[MATERIAL SUPPLIED]:
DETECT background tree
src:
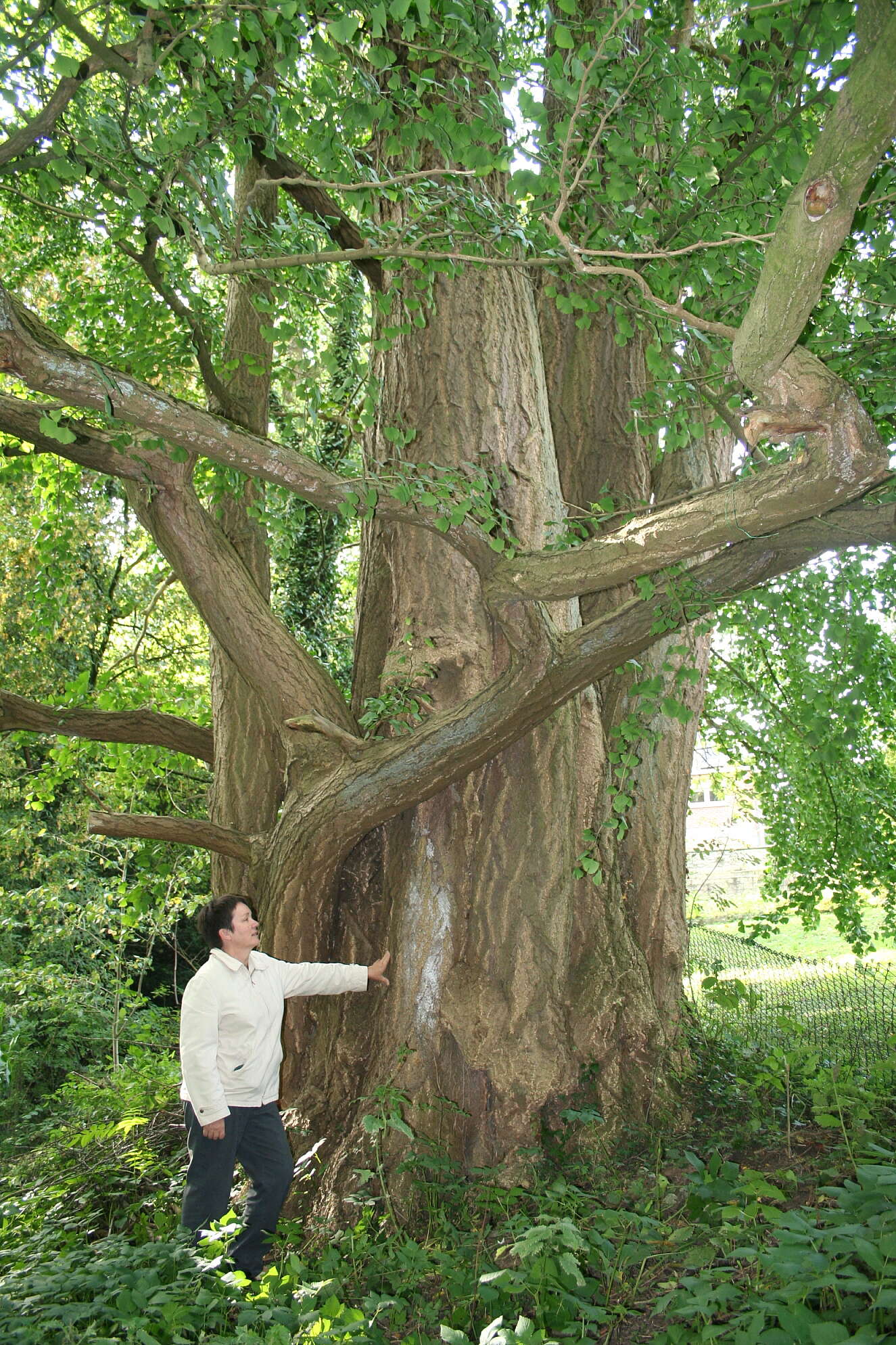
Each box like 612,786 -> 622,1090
0,0 -> 896,1178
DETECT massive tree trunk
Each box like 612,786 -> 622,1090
0,7 -> 896,1200
275,272 -> 705,1165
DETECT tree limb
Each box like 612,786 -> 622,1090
0,392 -> 354,734
486,385 -> 891,600
87,813 -> 253,863
252,136 -> 383,289
0,286 -> 496,574
316,503 -> 896,842
733,11 -> 896,395
0,42 -> 137,167
0,691 -> 214,765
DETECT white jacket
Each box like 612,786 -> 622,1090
181,949 -> 367,1126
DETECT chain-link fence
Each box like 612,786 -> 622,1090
686,926 -> 896,1069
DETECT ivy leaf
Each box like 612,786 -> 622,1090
327,14 -> 360,43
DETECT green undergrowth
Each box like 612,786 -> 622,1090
0,1022 -> 896,1345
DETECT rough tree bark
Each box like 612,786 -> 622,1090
0,5 -> 896,1194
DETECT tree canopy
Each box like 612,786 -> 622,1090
0,0 -> 896,1143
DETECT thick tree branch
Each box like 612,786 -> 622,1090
486,379 -> 891,600
118,234 -> 230,409
87,813 -> 253,863
0,286 -> 496,573
0,396 -> 354,734
0,42 -> 137,167
253,137 -> 383,289
733,11 -> 896,395
0,394 -> 172,484
0,691 -> 214,765
313,505 -> 896,842
132,473 -> 354,733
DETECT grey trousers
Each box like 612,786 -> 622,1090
181,1101 -> 293,1279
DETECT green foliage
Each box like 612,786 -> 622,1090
0,1011 -> 896,1345
706,554 -> 896,950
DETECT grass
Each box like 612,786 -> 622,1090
0,1022 -> 896,1345
699,897 -> 896,961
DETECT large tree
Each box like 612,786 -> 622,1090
0,0 -> 896,1166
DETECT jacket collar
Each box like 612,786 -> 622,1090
208,949 -> 265,972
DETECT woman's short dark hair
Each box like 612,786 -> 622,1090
196,892 -> 256,949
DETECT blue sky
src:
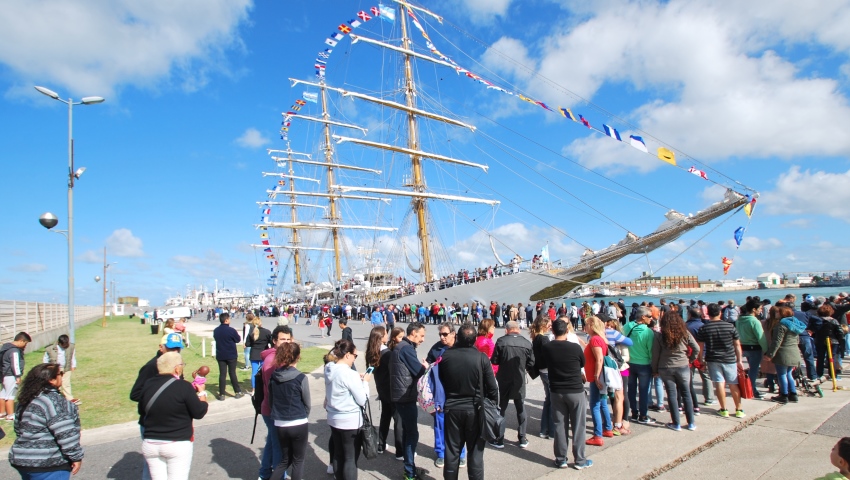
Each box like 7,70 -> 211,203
0,0 -> 850,304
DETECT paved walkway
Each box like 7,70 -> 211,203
0,319 -> 850,480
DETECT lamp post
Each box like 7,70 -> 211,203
94,247 -> 118,328
35,86 -> 104,343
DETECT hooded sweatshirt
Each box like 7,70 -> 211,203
325,363 -> 369,430
268,366 -> 310,427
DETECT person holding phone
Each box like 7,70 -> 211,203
325,340 -> 371,480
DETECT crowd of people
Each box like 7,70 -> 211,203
0,293 -> 850,480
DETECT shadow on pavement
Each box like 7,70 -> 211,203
210,438 -> 260,480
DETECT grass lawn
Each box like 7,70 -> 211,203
0,317 -> 327,448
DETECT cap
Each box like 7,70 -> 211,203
161,333 -> 183,348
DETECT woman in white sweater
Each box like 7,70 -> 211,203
325,340 -> 369,480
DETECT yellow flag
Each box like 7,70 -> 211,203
658,147 -> 676,165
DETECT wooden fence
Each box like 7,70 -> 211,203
0,300 -> 103,344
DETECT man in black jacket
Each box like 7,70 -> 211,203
439,322 -> 499,480
490,321 -> 534,448
537,320 -> 593,470
390,322 -> 428,480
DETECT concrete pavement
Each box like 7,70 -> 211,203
0,318 -> 850,479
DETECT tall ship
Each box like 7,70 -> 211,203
252,0 -> 758,304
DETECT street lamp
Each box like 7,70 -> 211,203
35,86 -> 104,343
94,247 -> 118,328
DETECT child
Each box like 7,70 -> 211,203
817,437 -> 850,480
339,317 -> 354,343
192,365 -> 210,397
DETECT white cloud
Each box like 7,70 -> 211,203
9,263 -> 47,273
74,250 -> 103,263
236,127 -> 271,148
723,235 -> 783,252
0,0 -> 252,96
756,165 -> 850,222
106,228 -> 145,257
490,0 -> 850,172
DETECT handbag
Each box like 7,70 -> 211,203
359,399 -> 378,460
478,356 -> 505,442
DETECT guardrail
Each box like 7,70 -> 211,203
0,300 -> 103,344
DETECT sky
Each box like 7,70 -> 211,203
0,0 -> 850,305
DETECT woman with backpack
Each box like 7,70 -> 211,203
584,316 -> 614,447
245,314 -> 272,395
269,343 -> 310,480
652,312 -> 700,432
764,307 -> 806,403
605,317 -> 634,436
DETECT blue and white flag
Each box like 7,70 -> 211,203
735,227 -> 746,247
629,135 -> 649,153
602,123 -> 623,142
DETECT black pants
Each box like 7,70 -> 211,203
331,427 -> 362,480
443,408 -> 484,480
378,398 -> 404,457
216,358 -> 242,396
277,423 -> 309,480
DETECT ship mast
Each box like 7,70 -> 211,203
399,5 -> 433,282
320,80 -> 342,286
289,153 -> 301,285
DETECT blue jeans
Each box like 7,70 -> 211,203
260,415 -> 283,478
18,470 -> 70,480
629,363 -> 652,417
434,410 -> 466,458
395,402 -> 419,477
590,382 -> 614,437
251,360 -> 262,390
540,372 -> 555,436
776,365 -> 797,395
742,350 -> 764,398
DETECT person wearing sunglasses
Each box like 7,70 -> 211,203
9,363 -> 83,480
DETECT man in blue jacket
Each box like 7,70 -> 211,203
213,312 -> 243,401
390,322 -> 428,480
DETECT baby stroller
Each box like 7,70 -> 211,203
792,363 -> 829,398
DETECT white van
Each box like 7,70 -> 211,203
157,307 -> 192,322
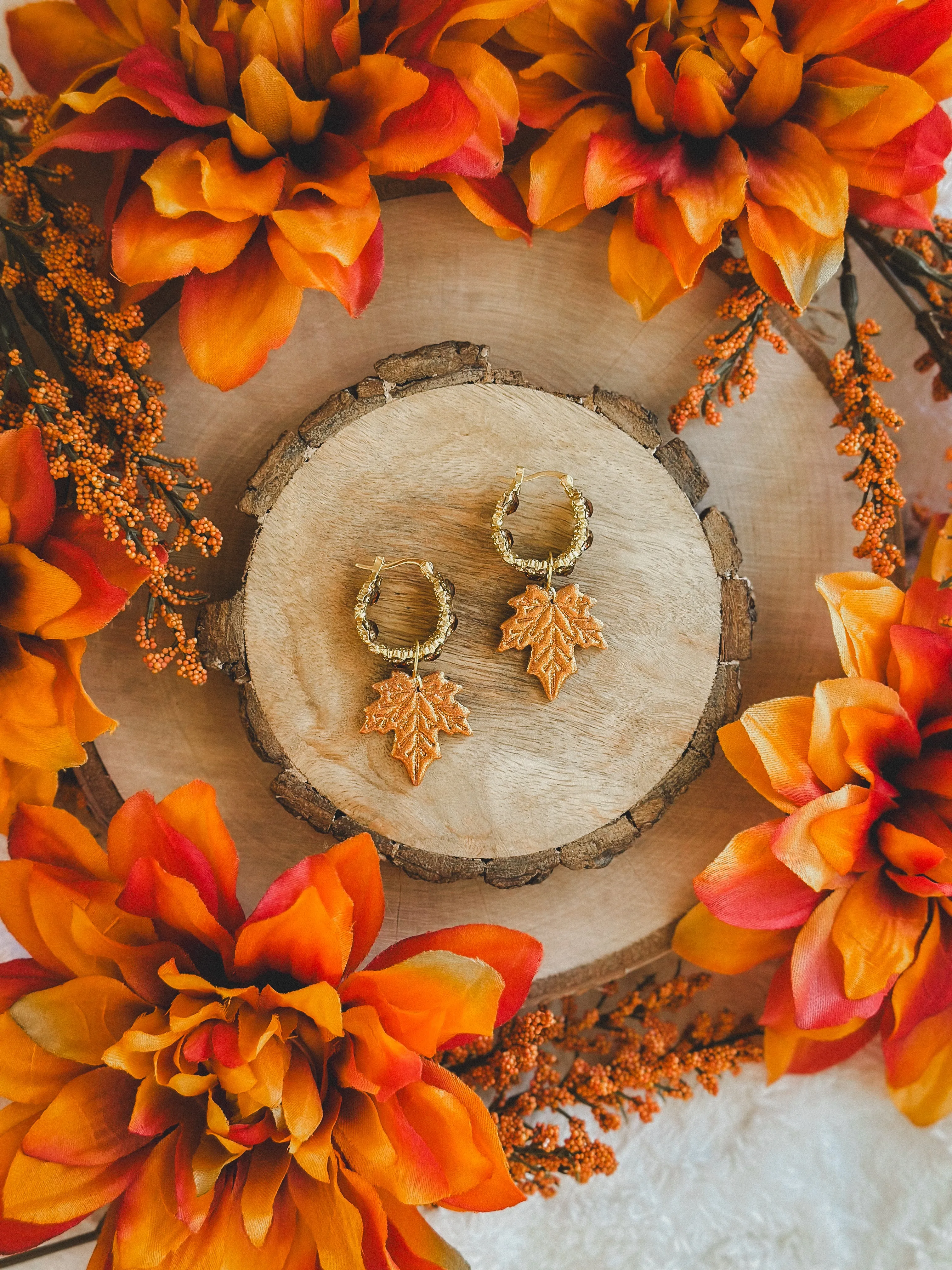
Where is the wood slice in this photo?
[199,342,753,886]
[76,194,858,999]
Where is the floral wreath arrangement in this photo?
[0,0,952,1270]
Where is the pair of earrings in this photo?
[354,467,607,785]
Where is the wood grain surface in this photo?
[84,194,857,999]
[222,358,750,884]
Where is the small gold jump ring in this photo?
[492,467,593,589]
[354,556,456,678]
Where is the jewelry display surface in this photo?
[84,194,856,999]
[202,344,750,886]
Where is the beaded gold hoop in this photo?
[492,467,608,701]
[354,556,472,785]
[492,467,594,591]
[354,556,457,677]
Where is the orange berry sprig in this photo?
[847,216,952,401]
[668,256,800,432]
[829,240,905,578]
[440,974,763,1198]
[0,69,221,683]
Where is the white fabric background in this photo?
[0,17,952,1270]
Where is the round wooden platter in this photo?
[199,342,753,886]
[76,194,857,1001]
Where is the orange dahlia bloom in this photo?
[8,0,532,389]
[498,0,952,318]
[0,426,149,832]
[0,781,542,1270]
[674,558,952,1124]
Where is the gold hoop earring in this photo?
[492,467,608,701]
[354,556,472,785]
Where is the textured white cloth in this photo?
[427,1045,952,1270]
[0,914,952,1270]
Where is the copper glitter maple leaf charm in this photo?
[499,583,608,701]
[360,671,472,785]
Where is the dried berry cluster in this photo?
[440,974,762,1196]
[830,251,905,578]
[891,216,952,401]
[668,258,800,432]
[0,79,221,683]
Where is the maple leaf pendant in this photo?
[360,671,472,785]
[499,582,608,701]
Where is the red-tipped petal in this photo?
[849,186,934,230]
[340,950,505,1055]
[116,856,234,969]
[324,833,385,973]
[179,227,299,391]
[52,507,151,596]
[0,956,62,1012]
[28,98,189,164]
[155,781,245,931]
[0,424,56,547]
[268,221,383,318]
[22,1067,142,1167]
[8,803,112,881]
[838,0,952,75]
[235,855,354,984]
[108,790,220,918]
[367,922,542,1048]
[791,890,886,1031]
[694,821,820,931]
[37,533,129,639]
[116,43,230,128]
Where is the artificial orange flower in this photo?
[0,781,542,1270]
[674,556,952,1124]
[8,0,533,389]
[498,0,952,319]
[0,424,149,832]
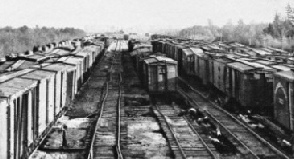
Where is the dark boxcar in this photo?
[181,48,195,75]
[238,61,277,108]
[0,78,38,158]
[190,47,204,81]
[226,62,255,106]
[21,70,55,133]
[42,63,78,116]
[213,57,233,93]
[143,56,178,93]
[273,70,294,130]
[175,45,187,74]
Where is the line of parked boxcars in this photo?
[0,37,105,159]
[152,36,294,133]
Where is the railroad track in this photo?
[154,105,218,159]
[88,41,123,159]
[178,79,289,159]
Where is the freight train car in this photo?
[0,35,104,158]
[273,70,294,131]
[143,56,178,93]
[0,78,38,158]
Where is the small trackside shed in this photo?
[143,56,178,93]
[273,70,294,130]
[0,78,38,158]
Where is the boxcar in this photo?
[213,57,233,93]
[226,62,256,106]
[181,48,195,75]
[58,56,86,89]
[0,78,38,158]
[190,47,207,79]
[21,70,55,126]
[273,70,294,130]
[42,63,78,116]
[143,56,178,93]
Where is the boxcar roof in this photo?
[190,47,204,56]
[75,52,88,57]
[25,54,47,61]
[272,65,291,71]
[0,78,38,97]
[63,57,83,64]
[242,61,273,70]
[0,69,33,83]
[42,63,76,72]
[0,97,8,106]
[183,48,193,56]
[21,70,55,80]
[274,70,294,82]
[144,56,177,64]
[0,61,15,72]
[50,48,71,56]
[256,60,276,65]
[227,62,255,73]
[215,57,234,63]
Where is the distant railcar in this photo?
[0,78,38,158]
[226,62,256,106]
[211,58,233,93]
[181,48,195,75]
[273,70,294,131]
[143,56,178,93]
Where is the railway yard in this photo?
[0,35,294,159]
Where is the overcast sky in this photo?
[0,0,294,30]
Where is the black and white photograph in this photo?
[0,0,294,159]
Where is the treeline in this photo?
[0,26,86,57]
[174,5,294,51]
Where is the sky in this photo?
[0,0,294,32]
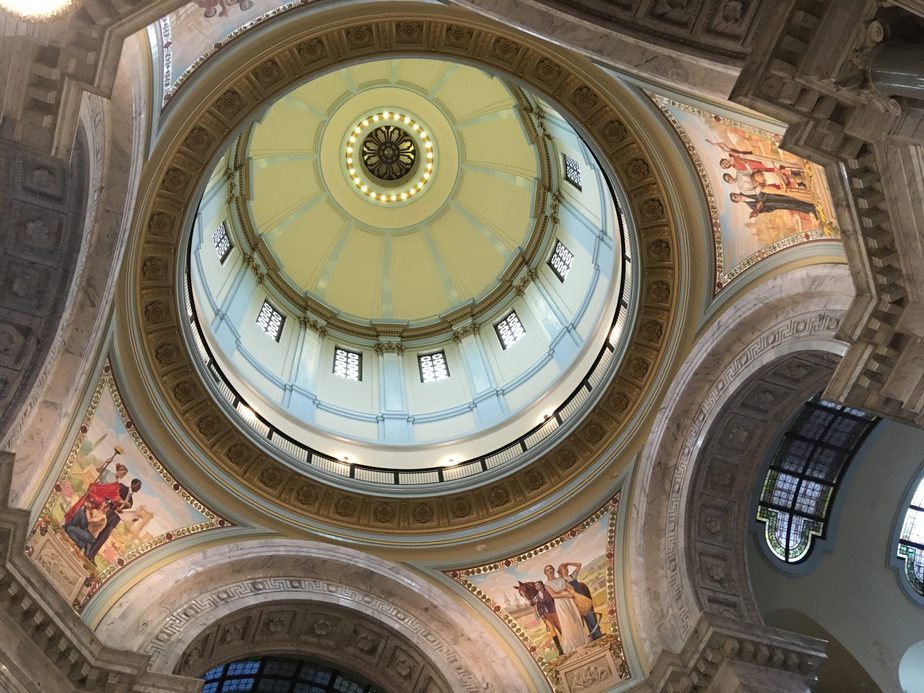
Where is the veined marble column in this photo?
[375,341,413,442]
[452,324,507,425]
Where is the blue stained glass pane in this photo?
[805,448,847,482]
[263,659,299,676]
[757,397,878,563]
[770,472,799,506]
[227,659,260,676]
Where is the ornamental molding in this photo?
[141,577,476,691]
[123,5,679,535]
[665,311,840,637]
[732,0,924,426]
[175,601,454,693]
[644,616,827,693]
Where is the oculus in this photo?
[344,111,436,204]
[362,125,417,183]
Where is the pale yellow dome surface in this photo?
[245,59,540,323]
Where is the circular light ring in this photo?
[343,111,436,204]
[0,0,76,22]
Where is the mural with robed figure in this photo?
[447,494,630,693]
[650,94,840,293]
[26,364,229,612]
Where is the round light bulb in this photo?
[0,0,76,22]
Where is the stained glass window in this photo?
[334,347,363,382]
[212,222,234,264]
[562,154,581,190]
[898,479,924,597]
[417,351,449,383]
[494,311,526,349]
[549,240,574,281]
[202,657,379,693]
[257,301,286,342]
[757,396,878,563]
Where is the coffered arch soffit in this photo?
[117,4,702,538]
[94,539,543,690]
[174,601,459,693]
[627,265,853,661]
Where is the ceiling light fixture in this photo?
[0,0,77,22]
[346,111,436,205]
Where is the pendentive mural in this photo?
[649,94,840,293]
[26,364,230,613]
[446,494,630,693]
[148,0,296,104]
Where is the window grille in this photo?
[549,240,574,282]
[257,301,286,342]
[417,351,449,383]
[494,311,526,349]
[202,657,379,693]
[562,154,581,190]
[334,347,363,382]
[212,222,234,264]
[757,396,878,563]
[898,479,924,597]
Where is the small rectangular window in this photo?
[334,347,363,382]
[257,301,286,342]
[562,154,581,190]
[549,240,574,282]
[212,222,234,264]
[494,311,526,349]
[417,351,449,383]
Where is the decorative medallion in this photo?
[344,111,435,204]
[362,125,417,183]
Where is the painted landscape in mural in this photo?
[153,0,301,101]
[449,497,629,690]
[27,366,227,610]
[654,97,840,291]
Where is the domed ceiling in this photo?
[245,59,540,323]
[189,58,628,479]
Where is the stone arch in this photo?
[95,539,541,690]
[174,600,453,693]
[685,350,840,623]
[629,265,853,665]
[0,32,150,506]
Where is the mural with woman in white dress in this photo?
[447,495,629,686]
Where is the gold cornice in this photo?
[126,3,679,536]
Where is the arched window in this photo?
[893,474,924,605]
[757,395,878,564]
[202,657,379,693]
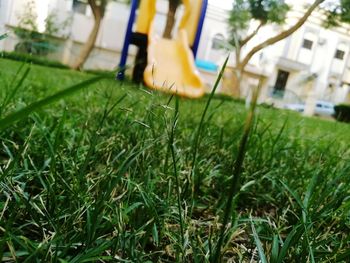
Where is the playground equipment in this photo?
[117,0,208,98]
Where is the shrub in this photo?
[0,51,69,69]
[334,104,350,122]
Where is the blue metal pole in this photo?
[192,0,208,58]
[117,0,139,80]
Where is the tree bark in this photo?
[235,0,325,97]
[163,1,178,38]
[72,0,107,70]
[241,0,325,69]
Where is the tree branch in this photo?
[240,0,325,69]
[239,21,265,47]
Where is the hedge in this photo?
[0,51,69,69]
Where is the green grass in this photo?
[0,59,350,263]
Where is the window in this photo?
[73,0,88,15]
[273,70,289,97]
[302,39,314,50]
[211,34,225,50]
[334,49,345,60]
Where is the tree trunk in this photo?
[72,15,102,70]
[235,0,325,96]
[163,1,178,38]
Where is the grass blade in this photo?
[0,76,106,130]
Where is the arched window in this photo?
[211,33,225,50]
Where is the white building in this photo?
[0,0,350,106]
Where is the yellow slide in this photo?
[137,0,205,98]
[144,30,204,98]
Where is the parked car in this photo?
[284,100,335,117]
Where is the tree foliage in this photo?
[229,0,290,46]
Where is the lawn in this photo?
[0,59,350,263]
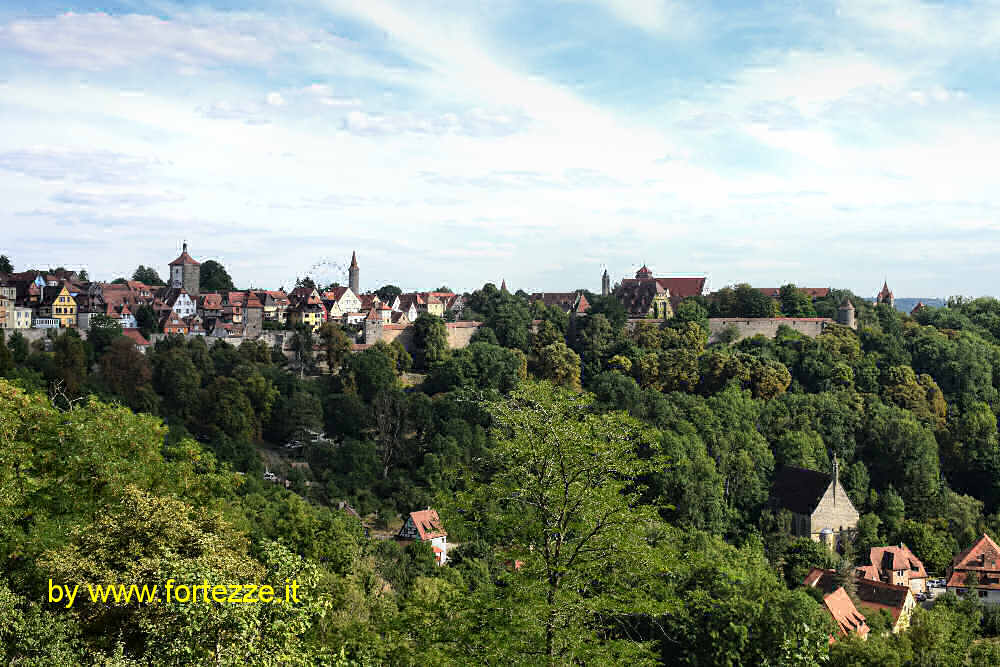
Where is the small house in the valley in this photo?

[INSTRUCTIONS FOR THE TASK]: Retype the items from the line containing "Where is the tree foliage in this photo?" through the last line of the items, both ends included, and leave the pictures out of your copy.

[ANSWER TO THE TASK]:
Where is the tree foliage in this photo?
[229,0,290,46]
Where is the lawn in this photo?
[0,59,350,263]
Where is the small house in the valley in this photo?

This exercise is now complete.